### Work to do
Please write the listing below out again exactly, leaving every picture behind.

[start of The data]

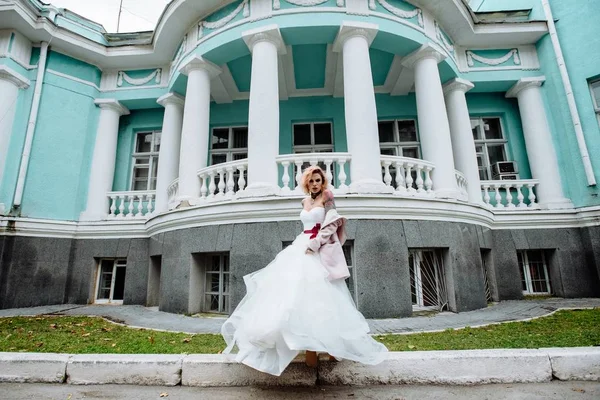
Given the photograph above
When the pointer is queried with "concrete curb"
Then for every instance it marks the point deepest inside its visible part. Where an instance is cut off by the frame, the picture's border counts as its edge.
(467, 367)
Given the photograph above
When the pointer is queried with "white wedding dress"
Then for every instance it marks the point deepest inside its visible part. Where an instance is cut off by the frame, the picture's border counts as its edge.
(291, 306)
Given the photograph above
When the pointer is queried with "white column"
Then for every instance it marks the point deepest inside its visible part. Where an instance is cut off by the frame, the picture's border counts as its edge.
(263, 115)
(434, 129)
(354, 39)
(195, 129)
(103, 160)
(10, 83)
(170, 143)
(538, 141)
(463, 145)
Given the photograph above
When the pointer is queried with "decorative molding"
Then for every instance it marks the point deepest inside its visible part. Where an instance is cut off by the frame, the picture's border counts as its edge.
(514, 53)
(525, 83)
(156, 75)
(417, 12)
(449, 47)
(225, 20)
(305, 3)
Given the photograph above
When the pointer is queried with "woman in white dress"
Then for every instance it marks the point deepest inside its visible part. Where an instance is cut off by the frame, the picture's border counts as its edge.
(300, 302)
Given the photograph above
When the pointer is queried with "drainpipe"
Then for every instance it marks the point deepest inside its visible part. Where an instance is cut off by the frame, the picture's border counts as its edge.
(583, 151)
(35, 107)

[end of The data]

### Answer to the problem
Given the photograph above
When the pointer is queried with "concrete curb"
Then for every instance it marks the point deepest inside its visible part. Where an instance is cut off by the frame, the picture's border counts as its edge.
(467, 367)
Given the photograph above
When the pointer is queried with "white wedding dress"
Then for every instance it marks the point deepest inside its visible part. Where an instance is cut off by the frame, the picture's border counts as its edge.
(291, 306)
Given the photograph above
When the pointer is queried with "white column"
Then for every instance it marks the point deepest inside its visible part. Where an instance is cut off by the frame, the picture's border counts as its edge.
(263, 115)
(434, 129)
(354, 39)
(195, 129)
(103, 160)
(10, 83)
(170, 143)
(538, 141)
(463, 145)
Given the photograph above
When the pointer is queried with "decorative molding"
Then for every instance it marks the point deepest inside its visible part. Where an instance is cut off by the frame, the picture's border counts as its edge.
(514, 53)
(525, 83)
(156, 75)
(417, 12)
(449, 47)
(225, 20)
(305, 3)
Given the photograph above
When the pointer is queried with "woman in white dress"
Then for every instance it marks the point deepest inside its visible part. Where an instance is cut off by the frame, the picture's border counts as its edge.
(300, 302)
Given the photograph above
When the pointer is queried with "drainpipe"
Then for every instance it marks the point deepest inside its visible part. Where an instance is cut off by the frame, the picture's border counts as its edge.
(583, 151)
(35, 107)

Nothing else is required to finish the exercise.